THE TASKS:
a) Translate this sentence from the passage on teacher references into Spanish: "We believe it is essential to have at least two references from those individuals who have directly supervised you while you have been teaching and working with students."
b) Carry on the passage on teacher references, picking up right after its final sentence.

READING TEXT:
'''
Here’s a question via Twitter from our EDU Edge friend Sadie Wilson @sawilson3, an aspiring teacher finishing up student teaching and preparing for the teacher interview process.
“Who should I get letters of recommendations from?
Are there some that are more important to get than others?”
Sadie – We think your question is an important one. The EDU Edge cadre of school administrators across the country sees thousands of candidates’ credential files, applications, cover letters, resumes, etc and we believe that selection of references is something that is often times approached too casually by teaching candidates.
We see that candidates (especially those with limited teaching experience – like those just out of student teaching) will sometimes lean toward using friends or coworkers because they feel the closest with these people and believe they will say the kindest things about them. Moreover, there is also a tendency to list or submit letters from supervisors who they have worked for in jobs that were not related to teaching children. Our EDU Edge principals and central office administrators report that they give these types of references much less weight.
We believe it is essential to have at least two references from those individuals who have directly supervised you while you have been teaching and working with students. If you are limited in who you can list or are prioritizing your list, the general rule of thumb is to include references who have witnessed you working with students above those who have not. Student teaching supervisors who have observed you in the classroom can certainly be valuable references, but they can be trumped by other references as their interest in seeing their college’s graduates secure work can affect their perceived level of objectivity among potential employers.
'''
DATA EXCERPTS:
'''
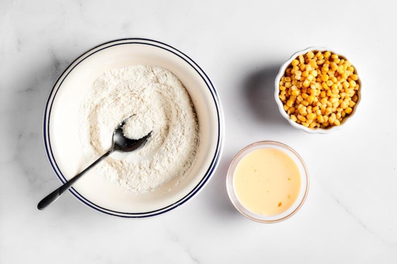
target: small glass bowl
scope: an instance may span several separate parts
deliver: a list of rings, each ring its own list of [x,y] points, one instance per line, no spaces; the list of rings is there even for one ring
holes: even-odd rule
[[[301,176],[301,189],[298,198],[291,207],[278,214],[264,215],[251,212],[240,203],[235,192],[233,176],[237,164],[247,154],[260,149],[276,149],[283,151],[292,158],[299,169]],[[303,159],[290,147],[276,141],[259,141],[249,145],[241,150],[233,159],[227,171],[226,189],[229,198],[234,207],[243,215],[251,220],[261,223],[275,223],[290,217],[302,207],[309,191],[309,173]]]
'''
SOLVED TASKS:
a) Creemos que es fundamental tener al menos dos referencias de personas que te hayan supervisado directamente mientras enseñabas y trabajabas con estudiantes.

b)
Among those who have witnessed you working with students, it can be advantageous to have an administrator serve as reference over another teacher in the building, but only if the administrator has substantial experience observing your work. THE golden ticket is a references from an administrator who has conducted one or more full formal observation cycles with you. However, given the tremendously demanding schedules of administrators, it is not always possible to get this when working as a substitute teacher, temporary teacher or student teacher.
In Chapter 4 of their book, The Insider’s Guide to the Teaching Interview (2012), authors and EDU Edge consortium members, Bill Kresse and Mike Vallely offer a detailed ‘Hierarchy of References’ chart to decipher how to select and list references when applying for a teaching position. If you want to get your reference list down to a science, this is a really useful resource.
Good luck to you Sadie! Good luck to all of you following the EDU Edge. Please come back and let us know how you make out so we can all learn together.
Yours in a Partnership in Learning,
The EDU Edge
(Please feel free to contact us with additional questions … we’re on Twitter, Facebook and you can email us at email@example.com. Tell us what interview obstacles you’re dealing with and trying to overcome. We’ll do our best to respond and try our best to help you.)
Teacher Assistant or Aide Positions: An Overlooked Stepping Stone to Success in the Teacher Interview
EDU Edge friend (Dan) at West Virginia University sent us a question via email … “I’m going to graduate in May and there are very few teaching jobs open in the state that I am originally from. There is a teaching assistant position available near my home town. If I’m unable to land a teaching job, are these positions good to take? Can they be stepping stones to fulltime teaching positions?”
Dan, thanks for contacting The EDU Edge. Yes … yes … yes! We think you’re smart to consider a teaching assistant or teacher aide position to start if you are unable to find a teaching position. Subbing is certainly an option that gets you in the door, gaining contacts and meeting people who can help you in your goal of securing a full time teaching position. But an idea that is often overlooked is taking a teaching assistant or teacher aide position. Many people don’t even consider this as an option, perhaps because they see it as beneath them, but we feel that this is a big mistake.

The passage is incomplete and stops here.